TEXT PASSAGE:
Sunday, November 13, 2016

OK, so what IS love of neighbor? It begins with the Ten Commandments

What does it mean to "love your neighbor?"  This is the second of the two great commandments as Jesus preached them, the first being to love God with all your heart, soul, mind and strength.  What is that but the first of the Ten Commandments? 

I've seen this teaching of Jesus about the two great commandments distorted by "liberal" Christians, who don't understand that He uses them to stand inclusively for all the Ten Commandments, all the "Law and the Prophets."  They also distort the passage to make it mean that He is commanding us to love ourselves, although the passage actually says that we are to love our neighbor AS ourselves.  Loving ourselves is taken for granted;  the commandment is to love others in the same way as we love ourselves.*

The true understanding of the two great commandments is that the first, loving God, is contained in the First Table of the Law or the first three commandments of the Ten Commandments:  loving God means first loving Him with all our faculties, then it means having no other gods before Him, understood as worshiping ANYTHING above Him, not just literal gods;  making no graven images to bow down to them and so on.  I used to think the tables were divided equally, five and five, but it's only the first three that are about how we are to relate to God.

PROVIDED DATA:
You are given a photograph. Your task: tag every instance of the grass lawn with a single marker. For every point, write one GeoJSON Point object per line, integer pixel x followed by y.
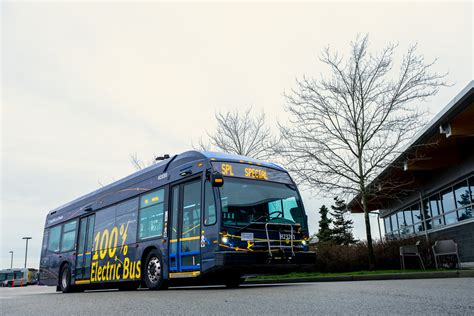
{"type": "Point", "coordinates": [319, 274]}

PROBLEM SET:
a – Answer each of these about the post on love of neighbor:
(i) What date does the post carry?
(ii) Which group does the post say distorts Jesus's teaching about the two great commandments?
(iii) How many of the Ten Commandments does the post say concern how we are to relate to God?
b – Can you proceed with the post on love of neighbor, picking up right after its last sentence?
The material has no connection to the post on love of neighbor.

TASK-BY-TASK OUTPUTS:
a –
(i) Sunday, November 13, 2016
(ii) "Liberal" Christians
(iii) The first three

b –
Then Jesus says the second commandment is "like unto the first," to love your neighbor as yourself.  The first great commandment includes all the First Table of the Law that defines what loving God means;  the second includes all the Second Table of the Law that defines what loving neighbor means.  So, what does it mean?  Well, it starts with the fourth commandment to honor the Sabbath, and the fifth to honor parents -- which includes all legitimate authority, then it goes on through the five Shalt Nots:   Thou shalt not murder, steal, lie, commit adultery or covet your neighbor's possessions.  THAT's what loving your neighbor means.  Doing no harm to your neighbor IS loving your neighbor.  There are of course positive expressions of loving your neighbor spelled out in the Old Testament  discussions of the Law and in Jesus' teachings, but the Ten Commandments is the foundation of them all.  And the two great Commandments, love of God and love of neighbor, are condensations of them all.

Liberal Christians may prefer to substitute some mush-headed idea of love they make up themselves for the second great commandment, and ignore all the Shalt-Nots which are HOW we love our neighbors.  This ends up being hating your neighbor in reality.

So think of the people out there trashing things and beating people up because they lost the election.  Some of them carry signs saying Trump supporters are haters.  Really?  Jesus also preached in the Sermon on the Mount that hatred in the heart is really murder, and there is a lot of hatred among the protestors, frothing-at-the-mouth hatred because they didn't get their way.  Destroying people's property and beating them up is certainly not loving your neighbor.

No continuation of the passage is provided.